**Material provided**

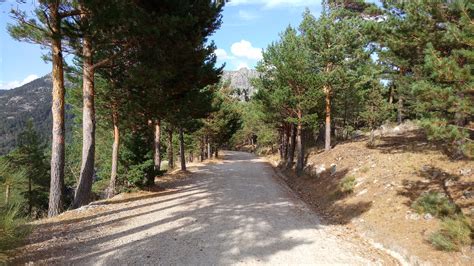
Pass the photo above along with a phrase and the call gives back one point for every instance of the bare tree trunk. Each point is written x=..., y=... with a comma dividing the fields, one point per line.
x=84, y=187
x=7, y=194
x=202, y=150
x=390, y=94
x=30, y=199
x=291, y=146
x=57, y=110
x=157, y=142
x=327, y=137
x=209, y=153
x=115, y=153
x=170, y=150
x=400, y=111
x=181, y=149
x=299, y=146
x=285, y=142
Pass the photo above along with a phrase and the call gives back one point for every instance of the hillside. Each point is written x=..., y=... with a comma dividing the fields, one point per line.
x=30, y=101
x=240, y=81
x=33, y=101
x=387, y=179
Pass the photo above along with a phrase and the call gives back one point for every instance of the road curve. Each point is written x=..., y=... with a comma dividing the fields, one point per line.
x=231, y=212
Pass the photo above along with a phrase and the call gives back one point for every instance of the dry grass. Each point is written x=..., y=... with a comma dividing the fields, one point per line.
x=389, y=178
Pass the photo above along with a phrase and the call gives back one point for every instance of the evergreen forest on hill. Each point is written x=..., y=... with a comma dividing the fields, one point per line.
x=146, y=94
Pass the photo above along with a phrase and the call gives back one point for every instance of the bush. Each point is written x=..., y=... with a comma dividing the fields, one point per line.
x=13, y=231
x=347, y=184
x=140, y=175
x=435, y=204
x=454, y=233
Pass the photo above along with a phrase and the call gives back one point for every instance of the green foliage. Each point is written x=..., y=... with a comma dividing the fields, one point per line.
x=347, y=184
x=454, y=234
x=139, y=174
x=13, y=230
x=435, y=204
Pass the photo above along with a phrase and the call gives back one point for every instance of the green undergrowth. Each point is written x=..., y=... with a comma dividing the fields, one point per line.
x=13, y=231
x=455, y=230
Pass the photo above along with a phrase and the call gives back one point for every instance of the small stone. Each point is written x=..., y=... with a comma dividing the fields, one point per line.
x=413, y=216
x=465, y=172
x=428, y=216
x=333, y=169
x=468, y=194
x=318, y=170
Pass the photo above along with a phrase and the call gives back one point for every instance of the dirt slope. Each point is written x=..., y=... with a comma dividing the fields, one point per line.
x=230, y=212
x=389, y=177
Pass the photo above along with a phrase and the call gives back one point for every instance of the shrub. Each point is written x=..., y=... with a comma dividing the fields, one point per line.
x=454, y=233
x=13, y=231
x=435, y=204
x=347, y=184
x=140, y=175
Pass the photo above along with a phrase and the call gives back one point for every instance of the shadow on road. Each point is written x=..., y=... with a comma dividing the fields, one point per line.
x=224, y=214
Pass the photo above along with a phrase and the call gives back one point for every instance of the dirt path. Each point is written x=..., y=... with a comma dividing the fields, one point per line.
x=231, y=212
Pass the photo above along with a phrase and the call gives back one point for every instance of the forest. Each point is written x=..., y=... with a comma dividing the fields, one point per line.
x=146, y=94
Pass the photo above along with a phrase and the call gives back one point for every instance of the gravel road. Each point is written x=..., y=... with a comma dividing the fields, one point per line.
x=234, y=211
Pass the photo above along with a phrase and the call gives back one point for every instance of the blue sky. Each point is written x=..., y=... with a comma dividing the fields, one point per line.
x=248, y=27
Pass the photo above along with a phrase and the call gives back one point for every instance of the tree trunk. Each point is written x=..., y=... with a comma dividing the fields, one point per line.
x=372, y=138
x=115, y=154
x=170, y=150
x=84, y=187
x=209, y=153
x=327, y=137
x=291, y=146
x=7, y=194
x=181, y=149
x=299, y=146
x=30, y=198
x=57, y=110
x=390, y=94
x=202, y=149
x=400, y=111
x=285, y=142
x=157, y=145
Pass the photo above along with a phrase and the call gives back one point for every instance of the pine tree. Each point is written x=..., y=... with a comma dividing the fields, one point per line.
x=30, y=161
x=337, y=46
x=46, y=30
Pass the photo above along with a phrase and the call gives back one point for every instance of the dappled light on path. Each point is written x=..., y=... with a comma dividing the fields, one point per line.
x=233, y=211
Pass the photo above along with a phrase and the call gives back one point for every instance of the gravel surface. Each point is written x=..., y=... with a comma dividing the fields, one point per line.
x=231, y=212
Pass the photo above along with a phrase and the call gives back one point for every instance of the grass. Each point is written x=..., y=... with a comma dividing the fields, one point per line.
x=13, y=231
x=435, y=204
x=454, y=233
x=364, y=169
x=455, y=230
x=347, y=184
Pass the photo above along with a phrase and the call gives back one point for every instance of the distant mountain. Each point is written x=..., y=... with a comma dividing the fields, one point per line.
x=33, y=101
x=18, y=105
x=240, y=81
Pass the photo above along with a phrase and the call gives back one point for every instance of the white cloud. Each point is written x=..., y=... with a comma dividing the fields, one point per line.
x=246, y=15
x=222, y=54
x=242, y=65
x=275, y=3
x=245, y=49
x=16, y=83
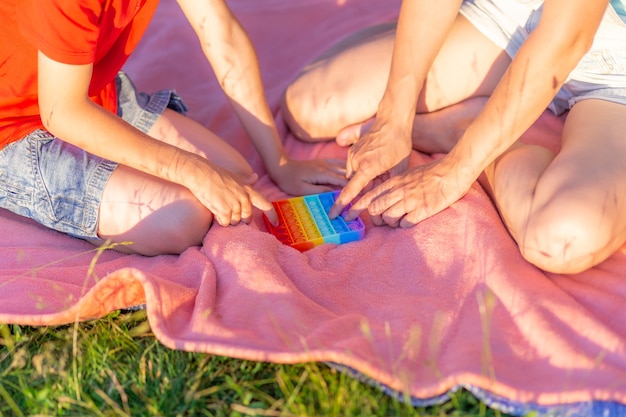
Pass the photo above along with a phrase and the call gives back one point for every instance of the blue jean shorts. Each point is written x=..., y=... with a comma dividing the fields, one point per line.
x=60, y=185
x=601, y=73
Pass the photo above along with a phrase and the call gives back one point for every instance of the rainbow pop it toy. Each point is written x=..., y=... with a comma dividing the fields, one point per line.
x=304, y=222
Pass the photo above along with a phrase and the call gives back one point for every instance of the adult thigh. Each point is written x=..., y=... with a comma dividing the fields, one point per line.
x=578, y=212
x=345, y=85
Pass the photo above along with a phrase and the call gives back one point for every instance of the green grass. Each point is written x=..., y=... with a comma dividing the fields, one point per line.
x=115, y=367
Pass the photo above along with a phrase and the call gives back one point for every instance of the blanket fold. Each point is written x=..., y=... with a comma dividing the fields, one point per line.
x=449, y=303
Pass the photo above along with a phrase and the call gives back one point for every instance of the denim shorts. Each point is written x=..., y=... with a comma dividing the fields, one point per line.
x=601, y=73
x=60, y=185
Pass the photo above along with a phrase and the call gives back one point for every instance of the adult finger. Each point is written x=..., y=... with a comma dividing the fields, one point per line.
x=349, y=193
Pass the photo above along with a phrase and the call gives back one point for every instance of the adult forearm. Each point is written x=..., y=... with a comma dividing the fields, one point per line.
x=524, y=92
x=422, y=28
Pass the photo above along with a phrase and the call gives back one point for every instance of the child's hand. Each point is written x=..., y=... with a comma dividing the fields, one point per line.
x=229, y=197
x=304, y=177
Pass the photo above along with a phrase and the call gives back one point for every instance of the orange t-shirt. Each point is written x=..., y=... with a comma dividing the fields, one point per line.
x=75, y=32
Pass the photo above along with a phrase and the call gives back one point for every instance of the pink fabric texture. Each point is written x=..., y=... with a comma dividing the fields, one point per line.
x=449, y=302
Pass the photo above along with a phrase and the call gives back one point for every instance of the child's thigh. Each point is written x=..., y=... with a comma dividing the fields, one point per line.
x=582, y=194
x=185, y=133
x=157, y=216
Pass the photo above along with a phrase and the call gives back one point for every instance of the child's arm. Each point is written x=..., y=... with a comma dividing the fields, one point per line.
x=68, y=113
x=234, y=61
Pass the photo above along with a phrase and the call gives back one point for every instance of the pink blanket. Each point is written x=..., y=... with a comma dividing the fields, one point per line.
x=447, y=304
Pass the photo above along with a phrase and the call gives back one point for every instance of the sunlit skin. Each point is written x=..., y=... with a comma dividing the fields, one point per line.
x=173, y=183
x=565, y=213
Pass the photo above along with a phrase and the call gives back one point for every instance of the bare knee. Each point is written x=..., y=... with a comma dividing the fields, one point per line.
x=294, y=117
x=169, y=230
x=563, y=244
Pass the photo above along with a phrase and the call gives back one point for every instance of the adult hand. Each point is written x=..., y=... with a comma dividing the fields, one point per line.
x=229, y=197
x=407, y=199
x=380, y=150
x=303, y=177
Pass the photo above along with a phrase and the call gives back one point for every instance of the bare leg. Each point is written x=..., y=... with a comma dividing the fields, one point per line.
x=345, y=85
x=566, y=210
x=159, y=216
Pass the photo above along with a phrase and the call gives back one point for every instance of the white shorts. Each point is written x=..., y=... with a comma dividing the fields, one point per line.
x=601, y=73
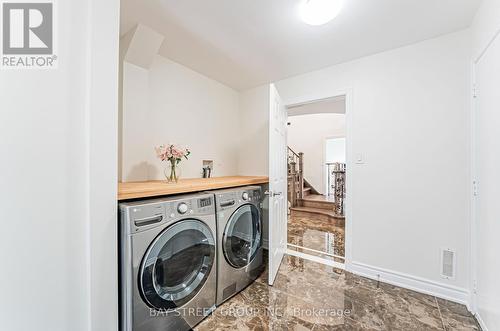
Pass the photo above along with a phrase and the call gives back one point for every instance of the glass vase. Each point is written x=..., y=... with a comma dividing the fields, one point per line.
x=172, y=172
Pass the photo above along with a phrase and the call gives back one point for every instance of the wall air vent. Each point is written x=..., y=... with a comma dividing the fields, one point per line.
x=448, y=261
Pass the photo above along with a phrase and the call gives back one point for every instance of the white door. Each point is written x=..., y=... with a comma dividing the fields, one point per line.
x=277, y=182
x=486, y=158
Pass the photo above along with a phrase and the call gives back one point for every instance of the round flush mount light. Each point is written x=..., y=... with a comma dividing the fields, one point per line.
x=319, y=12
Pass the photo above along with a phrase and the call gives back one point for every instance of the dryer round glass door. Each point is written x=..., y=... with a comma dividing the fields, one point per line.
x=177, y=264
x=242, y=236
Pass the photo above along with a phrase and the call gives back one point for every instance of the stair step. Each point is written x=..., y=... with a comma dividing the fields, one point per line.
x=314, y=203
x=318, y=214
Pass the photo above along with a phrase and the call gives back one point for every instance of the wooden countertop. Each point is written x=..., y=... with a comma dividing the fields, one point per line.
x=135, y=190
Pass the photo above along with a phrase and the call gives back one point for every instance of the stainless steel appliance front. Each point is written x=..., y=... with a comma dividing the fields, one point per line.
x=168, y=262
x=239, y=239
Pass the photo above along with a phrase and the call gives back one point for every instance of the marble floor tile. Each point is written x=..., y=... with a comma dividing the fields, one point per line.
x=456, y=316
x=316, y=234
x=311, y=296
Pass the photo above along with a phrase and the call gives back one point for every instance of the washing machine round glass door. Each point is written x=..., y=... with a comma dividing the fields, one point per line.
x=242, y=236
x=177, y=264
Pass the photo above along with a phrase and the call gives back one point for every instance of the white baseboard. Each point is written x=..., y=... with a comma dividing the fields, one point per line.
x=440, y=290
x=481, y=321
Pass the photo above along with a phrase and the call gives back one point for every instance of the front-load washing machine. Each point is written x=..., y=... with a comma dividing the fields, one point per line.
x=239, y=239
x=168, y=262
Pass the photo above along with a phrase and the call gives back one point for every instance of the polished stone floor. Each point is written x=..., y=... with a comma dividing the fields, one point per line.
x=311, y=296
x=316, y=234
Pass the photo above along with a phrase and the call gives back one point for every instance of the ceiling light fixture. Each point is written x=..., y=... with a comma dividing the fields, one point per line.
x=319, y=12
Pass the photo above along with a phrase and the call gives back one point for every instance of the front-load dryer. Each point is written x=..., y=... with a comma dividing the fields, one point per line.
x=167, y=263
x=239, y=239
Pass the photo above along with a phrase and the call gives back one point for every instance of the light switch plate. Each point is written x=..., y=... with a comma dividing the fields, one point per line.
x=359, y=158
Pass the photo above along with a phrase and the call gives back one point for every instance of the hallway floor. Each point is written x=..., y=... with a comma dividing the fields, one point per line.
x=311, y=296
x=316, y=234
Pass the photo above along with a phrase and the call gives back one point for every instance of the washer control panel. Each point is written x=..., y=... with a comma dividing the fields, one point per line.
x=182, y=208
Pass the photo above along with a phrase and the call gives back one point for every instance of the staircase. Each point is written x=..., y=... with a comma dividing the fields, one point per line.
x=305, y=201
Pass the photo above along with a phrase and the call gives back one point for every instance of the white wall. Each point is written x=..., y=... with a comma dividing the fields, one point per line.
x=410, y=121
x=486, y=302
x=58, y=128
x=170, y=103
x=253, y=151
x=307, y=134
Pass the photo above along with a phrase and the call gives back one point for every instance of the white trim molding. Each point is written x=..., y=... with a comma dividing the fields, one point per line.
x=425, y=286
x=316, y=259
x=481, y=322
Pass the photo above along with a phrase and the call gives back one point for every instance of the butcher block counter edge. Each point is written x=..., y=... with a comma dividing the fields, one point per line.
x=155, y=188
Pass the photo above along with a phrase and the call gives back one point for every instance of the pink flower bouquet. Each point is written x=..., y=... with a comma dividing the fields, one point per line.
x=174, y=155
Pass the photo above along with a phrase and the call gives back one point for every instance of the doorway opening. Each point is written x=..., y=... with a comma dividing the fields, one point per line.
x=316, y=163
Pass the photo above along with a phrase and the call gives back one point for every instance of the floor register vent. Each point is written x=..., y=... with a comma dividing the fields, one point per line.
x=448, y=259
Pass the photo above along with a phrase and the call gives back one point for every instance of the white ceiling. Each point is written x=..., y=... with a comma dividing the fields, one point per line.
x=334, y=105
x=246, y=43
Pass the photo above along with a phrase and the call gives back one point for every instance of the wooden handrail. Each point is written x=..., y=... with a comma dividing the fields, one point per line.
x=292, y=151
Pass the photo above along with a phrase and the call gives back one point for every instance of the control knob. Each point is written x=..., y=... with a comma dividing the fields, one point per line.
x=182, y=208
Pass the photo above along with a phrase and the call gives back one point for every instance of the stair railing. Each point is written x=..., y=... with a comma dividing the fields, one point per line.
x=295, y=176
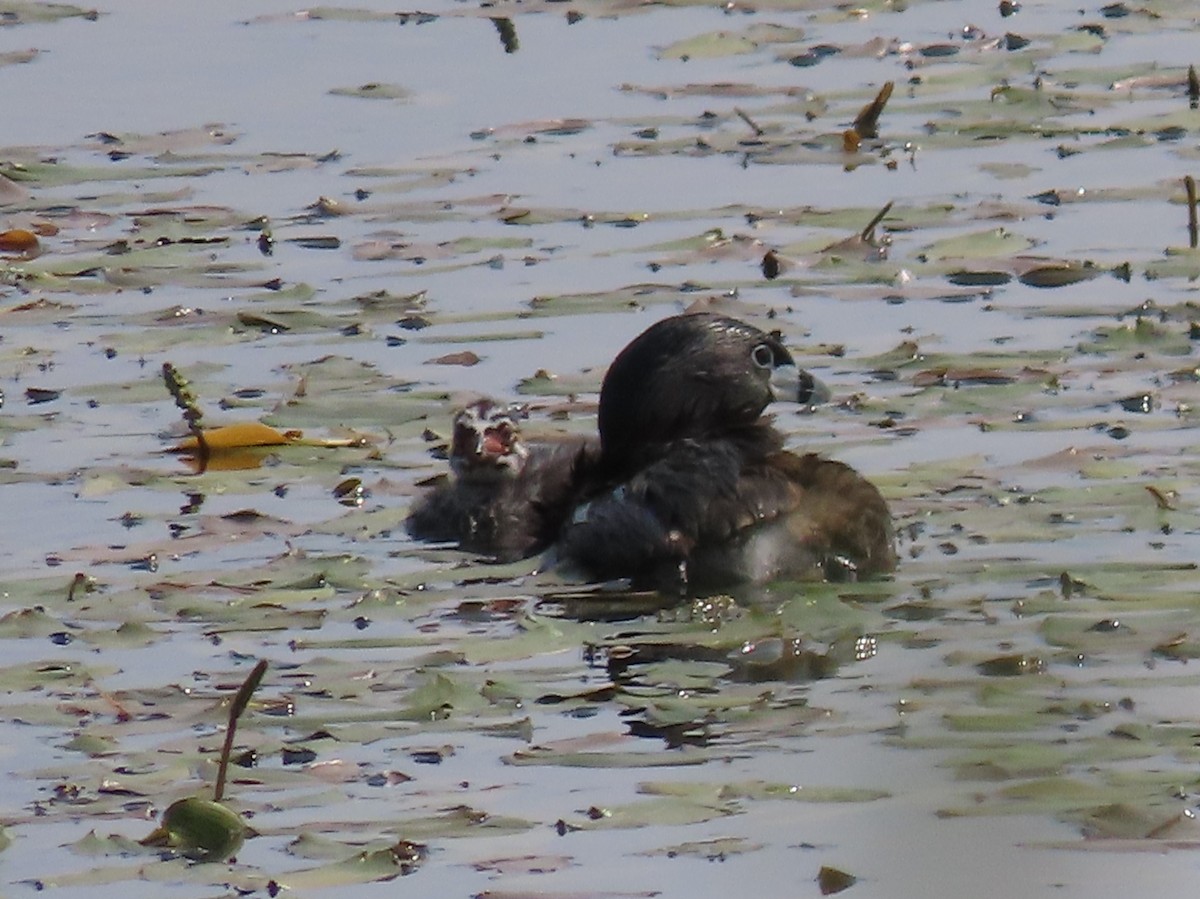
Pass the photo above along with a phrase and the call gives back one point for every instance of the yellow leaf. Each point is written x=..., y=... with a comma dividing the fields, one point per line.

**Aim**
Render the rows starting at the line containing "the adult thigh." and ending at the line containing "x=449, y=303", both included, as a JSON list of strings with one string per line and blank lines omitted.

**Solution to the exercise**
[
  "Pass the photo above along with a phrase and the call gives back one point for every instance of the adult thigh. Each point is written x=..., y=... with a comma dividing the fields, one point per line.",
  "x=578, y=212",
  "x=345, y=85",
  "Pass the photo above along with a phrase and the call gives back one point for every instance of the green grass. Each point is written x=..., y=... with a comma dividing the fields, one point per line.",
  "x=115, y=367",
  "Pass the photo above along with a phrase and the call gives back one point for every instance of the blanket fold. Each point is written x=..., y=... with a comma dividing the fields, one point per line.",
  "x=449, y=303"
]